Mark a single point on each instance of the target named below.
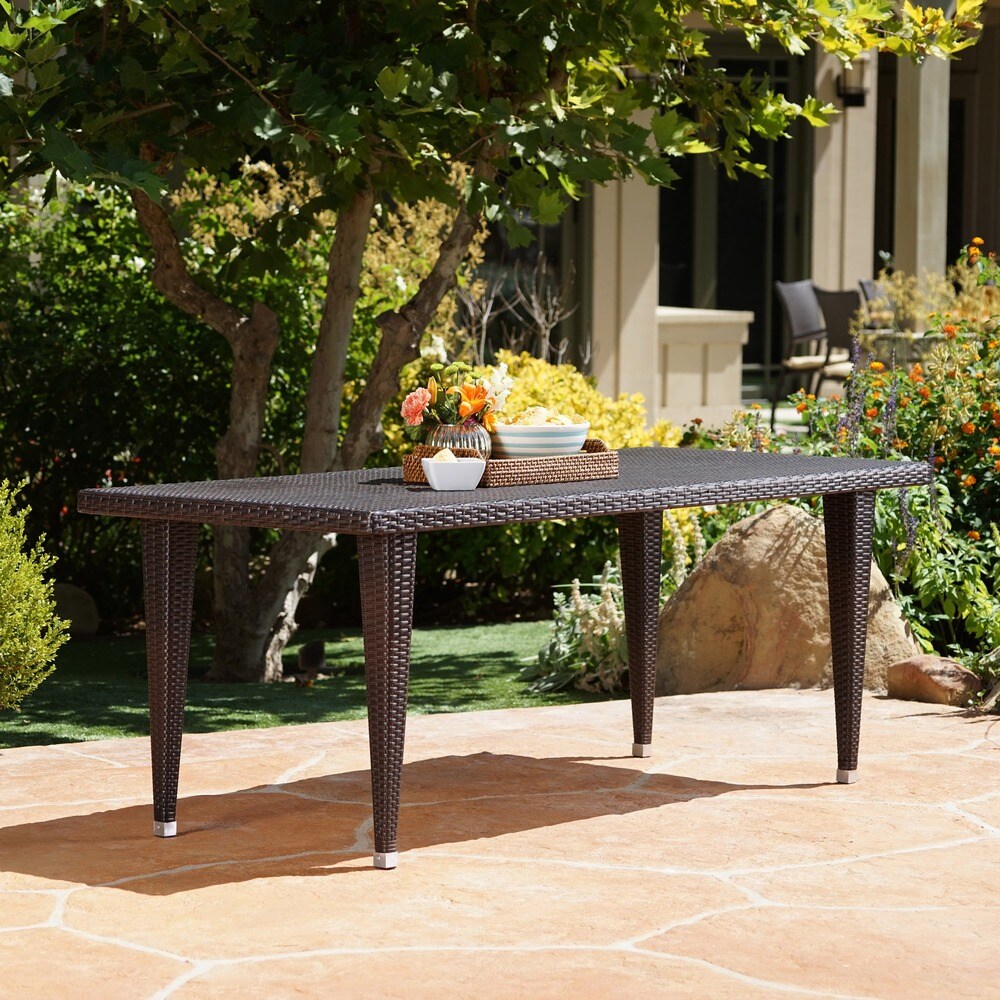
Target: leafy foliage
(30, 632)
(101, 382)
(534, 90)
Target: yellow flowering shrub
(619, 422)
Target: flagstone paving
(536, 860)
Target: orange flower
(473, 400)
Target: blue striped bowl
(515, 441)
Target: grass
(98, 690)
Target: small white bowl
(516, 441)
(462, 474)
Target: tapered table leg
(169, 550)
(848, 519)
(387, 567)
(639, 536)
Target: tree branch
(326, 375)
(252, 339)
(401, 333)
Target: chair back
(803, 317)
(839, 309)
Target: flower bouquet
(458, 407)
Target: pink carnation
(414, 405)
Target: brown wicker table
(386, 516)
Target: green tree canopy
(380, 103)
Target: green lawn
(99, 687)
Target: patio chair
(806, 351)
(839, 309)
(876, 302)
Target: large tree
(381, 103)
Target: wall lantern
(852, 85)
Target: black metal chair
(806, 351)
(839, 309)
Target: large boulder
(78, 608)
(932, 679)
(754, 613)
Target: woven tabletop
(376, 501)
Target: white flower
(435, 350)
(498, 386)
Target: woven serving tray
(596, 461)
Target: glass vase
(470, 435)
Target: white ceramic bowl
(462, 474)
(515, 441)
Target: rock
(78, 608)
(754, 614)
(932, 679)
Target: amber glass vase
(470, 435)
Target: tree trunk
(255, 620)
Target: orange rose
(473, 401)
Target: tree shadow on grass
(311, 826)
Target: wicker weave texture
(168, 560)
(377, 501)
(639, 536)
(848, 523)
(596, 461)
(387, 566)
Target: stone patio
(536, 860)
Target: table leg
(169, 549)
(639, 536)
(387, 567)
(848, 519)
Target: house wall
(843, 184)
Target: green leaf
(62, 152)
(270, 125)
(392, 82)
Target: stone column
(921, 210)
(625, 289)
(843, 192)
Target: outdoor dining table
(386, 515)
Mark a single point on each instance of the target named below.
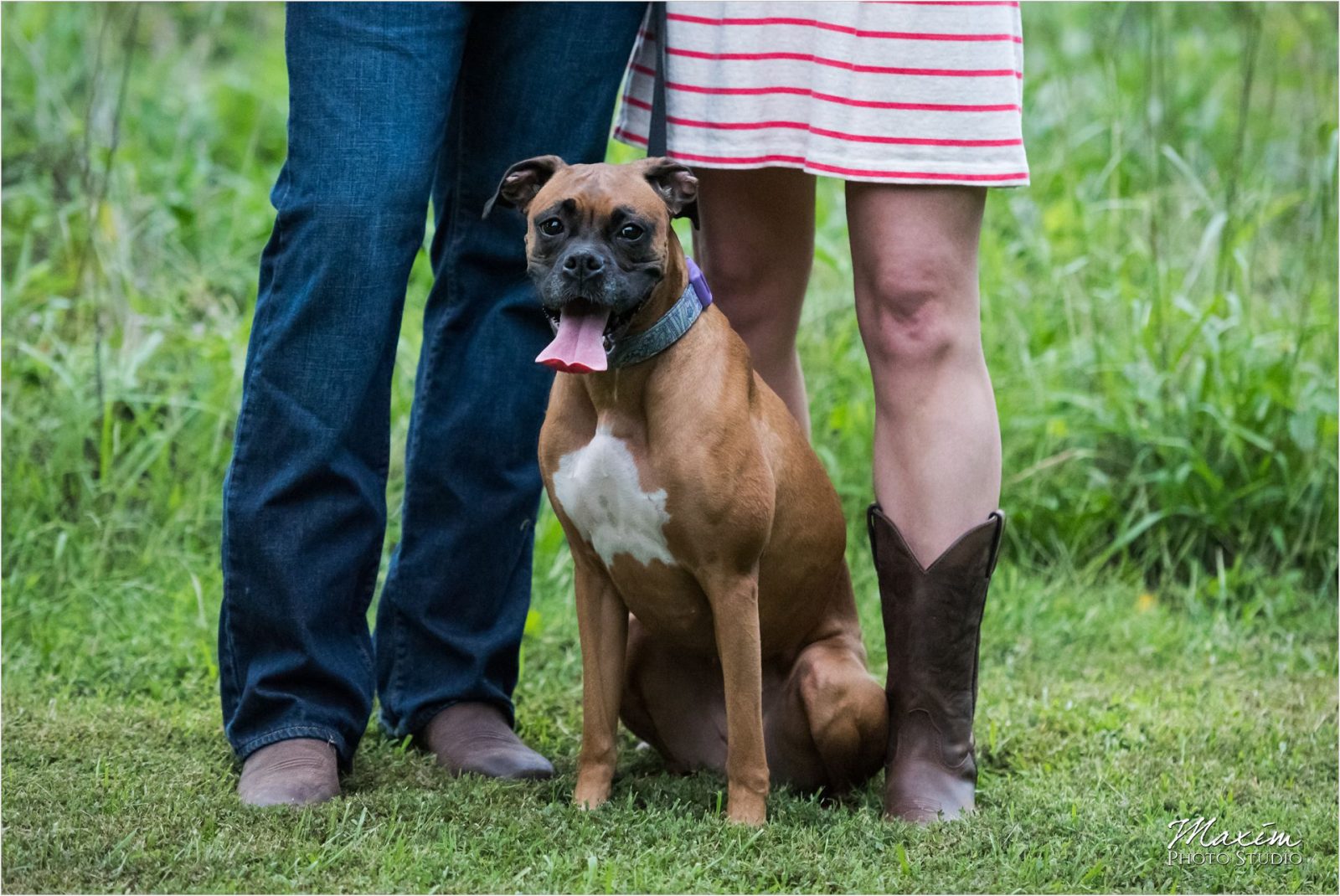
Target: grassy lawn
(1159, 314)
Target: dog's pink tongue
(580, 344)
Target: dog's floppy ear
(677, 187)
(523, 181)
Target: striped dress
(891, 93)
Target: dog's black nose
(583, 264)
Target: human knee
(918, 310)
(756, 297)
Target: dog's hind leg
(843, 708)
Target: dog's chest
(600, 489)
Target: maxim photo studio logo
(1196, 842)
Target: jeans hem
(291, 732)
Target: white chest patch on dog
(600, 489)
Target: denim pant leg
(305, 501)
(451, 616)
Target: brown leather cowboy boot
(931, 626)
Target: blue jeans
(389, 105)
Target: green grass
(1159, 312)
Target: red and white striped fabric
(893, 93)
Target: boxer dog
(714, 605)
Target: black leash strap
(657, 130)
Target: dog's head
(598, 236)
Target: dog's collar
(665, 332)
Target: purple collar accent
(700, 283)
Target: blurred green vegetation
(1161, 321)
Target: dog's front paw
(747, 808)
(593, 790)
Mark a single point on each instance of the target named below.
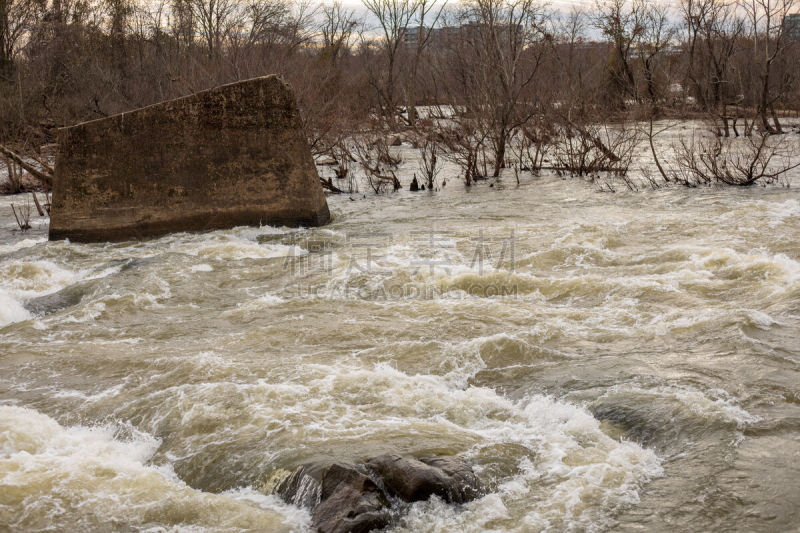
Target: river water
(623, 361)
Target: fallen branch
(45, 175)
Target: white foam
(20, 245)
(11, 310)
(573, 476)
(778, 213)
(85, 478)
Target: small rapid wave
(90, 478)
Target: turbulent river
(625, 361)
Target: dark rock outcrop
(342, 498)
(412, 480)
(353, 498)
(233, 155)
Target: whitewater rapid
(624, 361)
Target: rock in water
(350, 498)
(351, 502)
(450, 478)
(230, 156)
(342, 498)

· · · · · · ·

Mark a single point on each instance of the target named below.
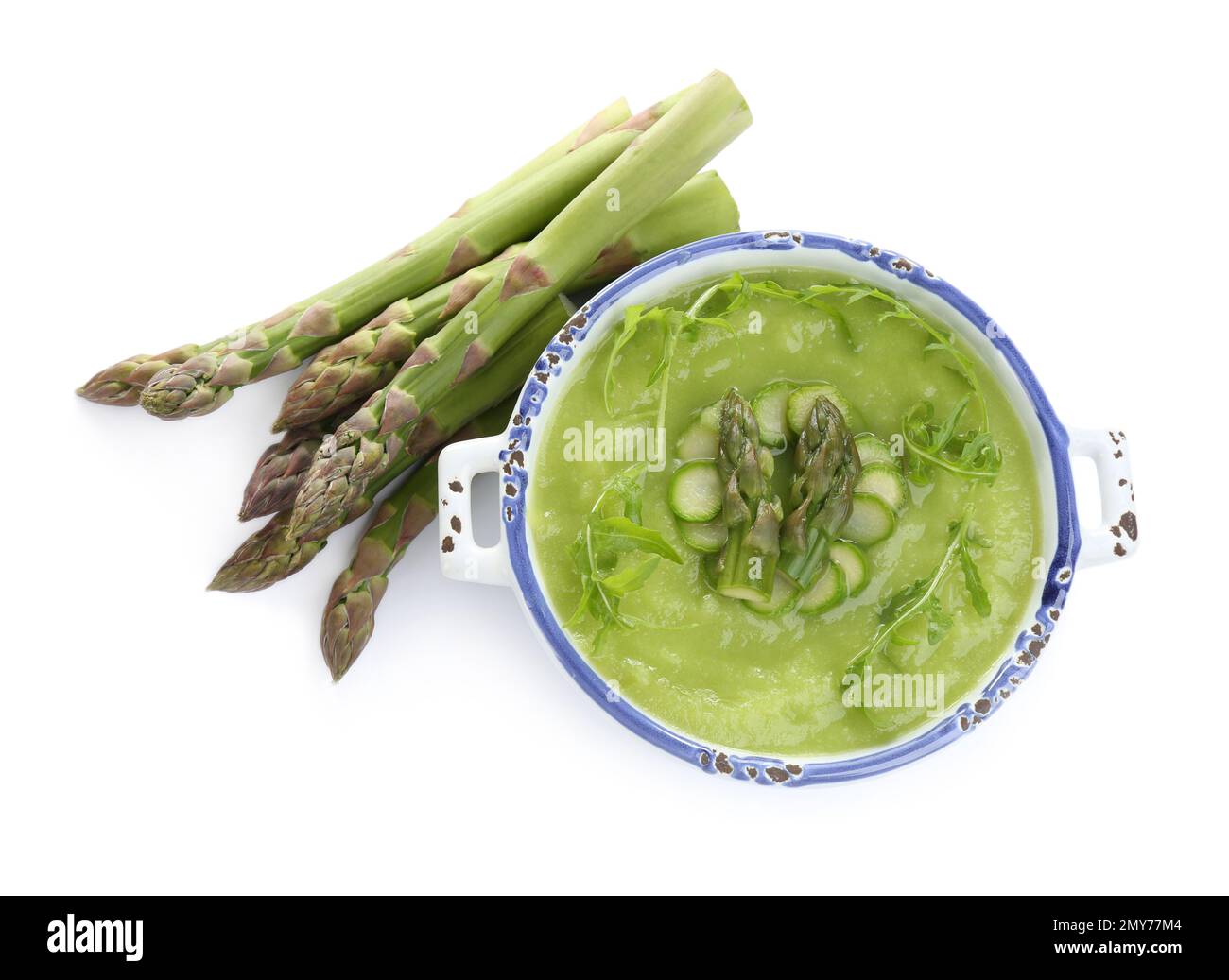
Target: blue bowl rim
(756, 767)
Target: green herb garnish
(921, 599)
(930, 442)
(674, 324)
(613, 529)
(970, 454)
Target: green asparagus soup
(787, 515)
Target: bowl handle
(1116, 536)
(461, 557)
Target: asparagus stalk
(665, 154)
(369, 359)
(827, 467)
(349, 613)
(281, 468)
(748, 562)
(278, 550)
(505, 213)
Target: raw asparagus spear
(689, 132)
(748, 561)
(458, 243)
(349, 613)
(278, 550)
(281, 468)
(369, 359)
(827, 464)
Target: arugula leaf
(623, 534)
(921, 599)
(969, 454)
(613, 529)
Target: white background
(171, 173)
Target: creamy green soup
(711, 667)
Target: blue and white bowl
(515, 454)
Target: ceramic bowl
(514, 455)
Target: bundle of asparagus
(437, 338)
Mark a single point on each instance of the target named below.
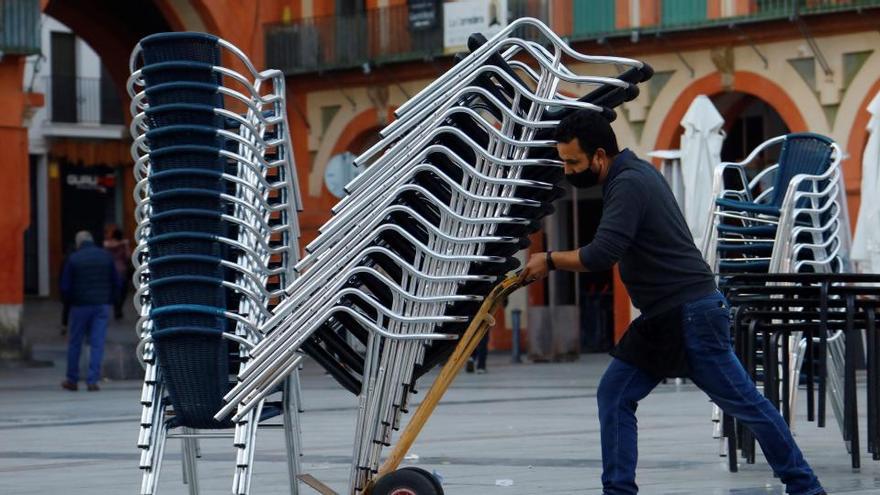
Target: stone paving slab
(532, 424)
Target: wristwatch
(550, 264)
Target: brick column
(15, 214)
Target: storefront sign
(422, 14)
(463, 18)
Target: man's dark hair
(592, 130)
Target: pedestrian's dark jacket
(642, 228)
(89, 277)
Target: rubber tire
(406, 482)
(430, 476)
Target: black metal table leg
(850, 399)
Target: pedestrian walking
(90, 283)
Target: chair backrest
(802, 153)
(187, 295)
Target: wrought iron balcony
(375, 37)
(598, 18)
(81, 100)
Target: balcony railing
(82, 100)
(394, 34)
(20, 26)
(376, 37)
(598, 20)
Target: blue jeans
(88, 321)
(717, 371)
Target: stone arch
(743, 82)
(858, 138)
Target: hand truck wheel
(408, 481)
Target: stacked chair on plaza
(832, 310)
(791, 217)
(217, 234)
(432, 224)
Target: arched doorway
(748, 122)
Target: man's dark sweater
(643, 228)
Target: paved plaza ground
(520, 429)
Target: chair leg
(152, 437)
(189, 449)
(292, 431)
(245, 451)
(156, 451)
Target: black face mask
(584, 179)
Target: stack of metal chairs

· · · · · · ·

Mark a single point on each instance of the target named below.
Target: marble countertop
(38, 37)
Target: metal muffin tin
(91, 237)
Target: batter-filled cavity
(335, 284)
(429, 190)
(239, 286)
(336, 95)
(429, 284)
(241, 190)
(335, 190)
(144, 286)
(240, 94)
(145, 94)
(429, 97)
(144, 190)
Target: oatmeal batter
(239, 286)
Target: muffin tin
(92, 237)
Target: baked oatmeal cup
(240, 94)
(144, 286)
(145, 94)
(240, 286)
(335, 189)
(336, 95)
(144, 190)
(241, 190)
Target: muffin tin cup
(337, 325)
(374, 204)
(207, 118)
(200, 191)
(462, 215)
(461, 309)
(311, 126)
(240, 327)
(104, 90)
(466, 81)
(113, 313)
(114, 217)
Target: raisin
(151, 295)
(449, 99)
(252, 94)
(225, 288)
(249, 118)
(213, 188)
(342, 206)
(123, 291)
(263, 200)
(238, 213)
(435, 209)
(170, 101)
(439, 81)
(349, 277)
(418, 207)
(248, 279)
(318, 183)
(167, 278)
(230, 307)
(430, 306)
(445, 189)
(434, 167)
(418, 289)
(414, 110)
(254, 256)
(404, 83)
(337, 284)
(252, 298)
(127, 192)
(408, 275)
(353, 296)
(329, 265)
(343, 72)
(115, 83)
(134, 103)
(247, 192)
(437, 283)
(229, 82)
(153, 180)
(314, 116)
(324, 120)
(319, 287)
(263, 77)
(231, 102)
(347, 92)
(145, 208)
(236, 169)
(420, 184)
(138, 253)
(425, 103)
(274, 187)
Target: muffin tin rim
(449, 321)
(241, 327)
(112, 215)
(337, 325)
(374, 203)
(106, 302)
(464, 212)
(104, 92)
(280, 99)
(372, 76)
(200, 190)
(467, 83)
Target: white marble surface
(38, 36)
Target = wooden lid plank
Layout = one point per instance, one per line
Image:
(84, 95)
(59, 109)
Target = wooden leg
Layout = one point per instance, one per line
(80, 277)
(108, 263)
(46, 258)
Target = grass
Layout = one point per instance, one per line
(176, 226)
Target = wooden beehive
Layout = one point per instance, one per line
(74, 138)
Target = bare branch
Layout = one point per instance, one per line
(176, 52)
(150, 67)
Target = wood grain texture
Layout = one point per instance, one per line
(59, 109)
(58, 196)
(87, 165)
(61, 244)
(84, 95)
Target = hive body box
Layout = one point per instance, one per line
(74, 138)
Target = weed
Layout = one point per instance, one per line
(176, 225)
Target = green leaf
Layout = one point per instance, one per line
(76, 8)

· · · · · · ·

### [Problem]
Could you print the listing from the line with "Target: orange rose" to the line with "(1159, 314)", both lines included, leaving out the pictures?

### [Finished answer]
Target: orange rose
(473, 401)
Target: tree shadow on grass
(311, 826)
Target: wicker weave texture
(168, 560)
(377, 501)
(639, 536)
(848, 523)
(596, 461)
(387, 566)
Target: stone patio
(536, 860)
Target: table leg
(169, 549)
(639, 536)
(387, 567)
(848, 519)
Target: house wall
(843, 184)
Target: green leaf
(62, 152)
(270, 125)
(392, 82)
Target: stone column
(921, 210)
(625, 289)
(843, 192)
Target: outdoor dining table
(386, 515)
Mark a single point on each instance of the target named below.
Target: grassy lawn
(1159, 314)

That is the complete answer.